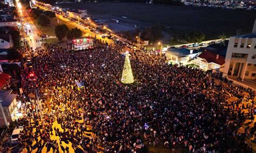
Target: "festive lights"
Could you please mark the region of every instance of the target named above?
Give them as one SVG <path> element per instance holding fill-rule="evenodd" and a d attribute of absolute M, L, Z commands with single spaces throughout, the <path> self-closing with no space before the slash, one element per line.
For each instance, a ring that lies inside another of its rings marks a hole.
<path fill-rule="evenodd" d="M 134 82 L 132 70 L 130 62 L 130 54 L 126 53 L 124 64 L 124 69 L 122 75 L 121 82 L 125 84 L 132 84 Z"/>

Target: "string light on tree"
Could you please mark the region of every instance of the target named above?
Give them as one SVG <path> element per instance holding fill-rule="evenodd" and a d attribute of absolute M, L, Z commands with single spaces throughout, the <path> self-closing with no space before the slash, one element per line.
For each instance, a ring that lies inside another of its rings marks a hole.
<path fill-rule="evenodd" d="M 129 56 L 130 54 L 126 52 L 125 53 L 125 59 L 121 79 L 121 82 L 125 84 L 132 84 L 134 82 Z"/>

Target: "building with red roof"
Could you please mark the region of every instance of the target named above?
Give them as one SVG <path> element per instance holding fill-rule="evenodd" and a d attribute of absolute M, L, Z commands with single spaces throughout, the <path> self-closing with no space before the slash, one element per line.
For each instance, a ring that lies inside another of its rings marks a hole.
<path fill-rule="evenodd" d="M 0 91 L 10 87 L 11 83 L 11 76 L 8 74 L 0 73 Z"/>
<path fill-rule="evenodd" d="M 211 52 L 205 51 L 194 60 L 194 64 L 205 71 L 210 69 L 221 71 L 225 66 L 225 57 Z"/>

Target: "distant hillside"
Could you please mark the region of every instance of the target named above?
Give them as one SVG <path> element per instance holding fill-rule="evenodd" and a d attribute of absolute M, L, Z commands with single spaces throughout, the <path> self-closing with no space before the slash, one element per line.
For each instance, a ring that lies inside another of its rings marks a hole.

=======

- [EXERCISE]: Copy out every line above word for word, leaving out the picture.

- [EXERCISE RESULT]:
Target: "festive lights"
Could you please mark the region of every instance of the target named above?
Give them as one SVG <path> element per instance holding fill-rule="evenodd" and a d attribute of absolute M, L, Z commands with single spaces throughout, the <path> self-closing with no space before the slash, one element per line.
For each instance, a ring that lies inside another of its rings marks a hole.
<path fill-rule="evenodd" d="M 134 82 L 132 70 L 130 62 L 130 54 L 126 53 L 124 64 L 124 69 L 122 75 L 121 82 L 125 84 L 132 84 Z"/>

Target: "string light on tree"
Could you please mark the region of every instance of the target named above?
Give them as one SVG <path> element per instance holding fill-rule="evenodd" and a d attribute of absolute M, L, Z commands with single spaces throughout, the <path> self-closing with no space before the slash, one element per line.
For each instance, a ring that lies inside another of its rings marks a hole.
<path fill-rule="evenodd" d="M 129 56 L 130 54 L 126 52 L 125 53 L 125 59 L 121 79 L 121 82 L 125 84 L 132 84 L 134 82 Z"/>

Target: "building with red roof"
Could you please mark the region of every instance of the target named above?
Give them as one SVG <path> element per instance holding fill-rule="evenodd" and a d attribute of absolute M, L, Z commands with single spaces throughout, the <path> self-closing with no space before the slash, one element per line.
For each instance, a ring that lies inside another of its rings marks a hole.
<path fill-rule="evenodd" d="M 0 91 L 10 87 L 11 83 L 11 76 L 8 74 L 0 73 Z"/>
<path fill-rule="evenodd" d="M 211 52 L 205 51 L 194 60 L 194 64 L 205 71 L 210 69 L 221 71 L 225 66 L 225 57 Z"/>

Target: "distant hillside"
Could you please mark the region of every instance of the target named above?
Give them as one SVG <path> element per instance holding fill-rule="evenodd" and a d attribute of absolute M, L, Z commands with single spaces throughout, the <path> self-closing with no space before the slash, one element per line.
For each instance, a ring that lies inside another of its rings marks a hole.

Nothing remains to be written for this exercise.